#### Tarefas a cumprir:
- A) No trecho sobre o Brasil no Haiti, como fica o parágrafo que começa com "Eu acho que tem sido muito tímida" reescrito de forma mais curta, mantendo os fatos principais?
- B) No trecho sobre o Brasil no Haiti, com o que a gente está muito insatisfeita, segundo quem fala? Liste todos os itens mencionados.
- C) Dê continuidade ao trecho sobre o Brasil no Haiti a partir da última frase.

#### Trecho do documento:
★ ★ ★ ★ ★
Essas vantagens a gente sabe, não é o fortalecimento da economia nacional, não é industrialização, não é respeito às classes trabalhadoras, mercadoras etc. É simplesmente que aquilo se torna um apêndice dessas potências internacionais, não à toa o modelo de desenvolvimento é o modelo da fronteira mexicana, as maquiladoras, essas montadoras, de pequenas mercadorias, pequenas  commodities como sapato, camisetas, etc. Isso que é o projeto. Se você pegar o Caracol, que é um complexo industrial, está sendo feito no Norte do Haiti é isso, uma indústria de montagem de costura, coisas de pequeno valor agregado. Mas ao mesmo tempo, você tem uma tradição muito grande de revolta popular, de interesse no poder e uma tradição política  democrática, que faz com que as pessoas tenham esperança no que pode acontecer, o que precisa acontecer é que as pessoas sejam ouvidas em que elas possam exercer seu direito de voto. 

Qual deve ser o papel do Brasil nesse novo cenário?

Em geral a gente tá muito insatisfeito com a postura do Lula, com as nossas Forças Armadas e as forças políticas que colocaram em risco a própria democracia brasileira. Sendo muito categórico, eu acho que a ideia de uma Comissão da Verdade é algo que eu tenho advogado, tenho falado sobre isso, inclusive tem um interesse muito grande em ir atrás de documentação.

Acho que alguns documentos precisam ser abertos. Precisa falar com os haitianos que estavam lá, precisa ter  um mecanismo de registro do que aconteceu. Pra que a gente consiga olhar para isso de um modo, encarar essa história recente do Brasil no Haiti e pensar em possíveis reparações também. Eu acho que esse é o ponto.

Eu acho que tem sido muito tímida a postura do Brasil em relação ao Haiti,  atuação do Brasil no Core Group precisa ser ainda explicitada. O que está sendo feito com esse grupo e olhar para trás, conversar com generais do Exército. Acho que o que tem saído na verdade são livros extremamente laudatórios, que falam a visão dos chief commanders sobre o Haiti. Até agora a gente só tem essa história triunfalista que a gente sabe que é completamente forjada e que é completamente utilizada para a criação de uma legitimidade do Exército que a gente sabe o que é. A gente conhece a história do Exército brasileiro. Então, eu acho que a gente precisa ver e ter uma dimensão dos fatos. Primeiro de tudo, olhar para eles e conversar com os haitianos para pensar o que foi e o que a gente faz com isso.
★ ★ ★ ★ ★
#### Seção de dados:
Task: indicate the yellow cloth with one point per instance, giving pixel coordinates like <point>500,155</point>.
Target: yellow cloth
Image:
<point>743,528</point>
★ ★ ★ ★ ★
#### Respostas do exercício:
- A) A postura do Brasil em relação ao Haiti tem sido tímida, e sua atuação no Core Group ainda precisa ser explicitada. É preciso olhar para trás e conversar com generais do Exército. Até agora só saíram livros laudatórios, com a visão dos chief commanders, que contam uma história triunfalista e forjada, usada para legitimar o Exército. Antes de tudo, é preciso encarar os fatos e ouvir os haitianos para entender o que aconteceu e o que fazer com isso.

- B)
- A postura do Lula
- As nossas Forças Armadas
- As forças políticas que colocaram em risco a própria democracia brasileira

- C)
O Brasil tem uma responsabilidade, queria assumir essa missão para ganhar destaque internacional. Acho que teve seus ganhos, é inegável, e talvez não aqueles que se previam na época, o assento no Conselho de Segurança, etc. Mas teve ganhos legítimos, a gente pode discutir o que são esses ganhos, o que foi isso. Mas eu acho que a gente precisa olhar também o que deu errado, quebrar um pouco esse discurso de que a missão foi  bem sucedida, não foi isso.

Teve estupros, teve violência contra mulheres. Você teve violência contra crianças, você teve cólera, você teve uma série de mortes e uma série de questões e de episódios que precisam ser estudados, que os haitianos falam disso, tem pessoas escrevendo sobre isso. Edwidge Danticat por exemplo, tem um livro dela Adeus, Haiti fala um pouco sobre esse momento, Cité Soleil sendo invadida. Então eu acho que isso precisa ser elucidado, a gente  deve isso ao Haiti.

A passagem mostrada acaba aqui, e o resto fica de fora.